## [ASSIGNMENT]
What is needed is the complete listing, repeated exactly.

GIVEN ENTRIES Start Marker

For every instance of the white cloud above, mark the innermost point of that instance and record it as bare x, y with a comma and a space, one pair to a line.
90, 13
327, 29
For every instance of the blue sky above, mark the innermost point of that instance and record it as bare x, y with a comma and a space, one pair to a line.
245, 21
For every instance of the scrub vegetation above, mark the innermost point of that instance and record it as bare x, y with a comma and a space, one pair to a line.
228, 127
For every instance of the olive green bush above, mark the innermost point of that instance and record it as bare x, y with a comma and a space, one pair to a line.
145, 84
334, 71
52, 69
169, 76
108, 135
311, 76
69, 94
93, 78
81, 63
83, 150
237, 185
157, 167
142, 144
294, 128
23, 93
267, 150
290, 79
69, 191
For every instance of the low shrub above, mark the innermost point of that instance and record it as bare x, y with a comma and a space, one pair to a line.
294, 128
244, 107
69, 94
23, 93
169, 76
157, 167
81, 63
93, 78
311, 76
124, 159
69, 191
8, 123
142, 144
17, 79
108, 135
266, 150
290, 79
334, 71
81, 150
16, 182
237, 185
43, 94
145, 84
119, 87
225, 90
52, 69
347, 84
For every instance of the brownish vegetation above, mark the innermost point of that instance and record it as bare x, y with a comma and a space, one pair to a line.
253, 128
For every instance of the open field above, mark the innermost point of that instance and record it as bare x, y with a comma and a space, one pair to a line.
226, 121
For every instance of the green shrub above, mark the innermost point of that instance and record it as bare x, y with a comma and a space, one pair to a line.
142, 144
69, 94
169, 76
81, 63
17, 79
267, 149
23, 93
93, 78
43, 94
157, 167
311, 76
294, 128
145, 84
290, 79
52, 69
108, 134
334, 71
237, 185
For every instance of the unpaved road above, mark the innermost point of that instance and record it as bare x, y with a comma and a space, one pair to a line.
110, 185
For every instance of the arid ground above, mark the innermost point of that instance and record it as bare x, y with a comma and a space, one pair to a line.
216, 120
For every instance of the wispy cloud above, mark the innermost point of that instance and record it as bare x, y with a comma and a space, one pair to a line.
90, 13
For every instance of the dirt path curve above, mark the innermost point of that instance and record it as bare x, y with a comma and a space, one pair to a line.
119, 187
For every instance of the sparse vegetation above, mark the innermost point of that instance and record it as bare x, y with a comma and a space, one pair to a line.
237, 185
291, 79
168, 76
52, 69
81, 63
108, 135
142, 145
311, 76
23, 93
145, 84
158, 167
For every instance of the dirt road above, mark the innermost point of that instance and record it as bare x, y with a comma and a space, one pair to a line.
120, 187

GIVEN ENTRIES End Marker

## [SOLUTION]
For every instance of the white cloud above, mark the innermost point of that instance and record it as bare x, y with a comma and a space, one pair to a line.
90, 13
327, 29
For every instance of the blue sky above, mark the innermost point of that instance and record it as bare x, y with a comma and a space, one pair to a line.
245, 21
For every instance of the scrub vegetation above, mark the innermost point of that instance and record it as bare x, y with a comma and a space, one pair to a line.
228, 127
For every instance of the olive green bush above, mark the innermost point of that instance and record it as bare x, y with a comma and a space, one pair to a line.
145, 84
334, 71
52, 69
169, 76
108, 135
311, 76
69, 94
93, 78
81, 63
83, 150
237, 185
157, 167
142, 144
294, 128
23, 93
267, 150
290, 79
69, 191
For every instance of the low shrub above, mark the innermost point of that instance and record it as bare x, y with a comma and a space, one pair to a line.
294, 128
244, 107
69, 94
23, 93
169, 76
157, 167
81, 63
93, 78
311, 76
124, 159
69, 191
8, 123
142, 144
17, 79
108, 135
266, 150
290, 79
334, 71
81, 150
16, 182
237, 185
43, 94
145, 84
119, 87
225, 90
52, 69
347, 84
For every instance of the brownish vegetation above, mark the innermost point of that instance and record it as bare x, y with a comma and a space, one pair to a line.
253, 128
For every instance of the open field above, mark the innermost point of that instance and record it as bare x, y with a comma and a space, one pair to a line.
226, 121
For every instance of the green shrub above, mark the innermost point of that instance and record it as bare x, y with a comma and a space, one pair to a line.
142, 144
69, 94
169, 76
81, 63
17, 79
267, 149
23, 93
93, 78
43, 94
157, 167
311, 76
294, 128
145, 84
290, 79
52, 69
108, 134
334, 71
237, 185
For every instance of the unpaved road above, mark the innermost point of that instance and record it as bare x, y with a comma and a space, one pair to a line.
110, 185
For every instance of the arid ground above, mark the innermost point of that instance and record it as bare x, y with a comma and a space, one pair to a line.
216, 120
For every instance of the wispy cloud above, mark the innermost point of that instance and record it as bare x, y with a comma and a space, one pair to a line.
90, 13
For every instance of the dirt path curve above, mark the innermost point of that instance and record it as bare x, y with a comma and a space, one pair to a line.
119, 187
For every instance of the sparse vegetation above, mark the innermost point of that instance and record it as bare x, y with a comma and a space, one pair to a line.
237, 185
291, 79
168, 76
52, 69
81, 63
108, 135
142, 145
311, 76
23, 93
145, 84
158, 167
For every instance of the dirt road above, mark the innermost point of that instance and record it as bare x, y with a comma and a space, one pair to a line.
120, 187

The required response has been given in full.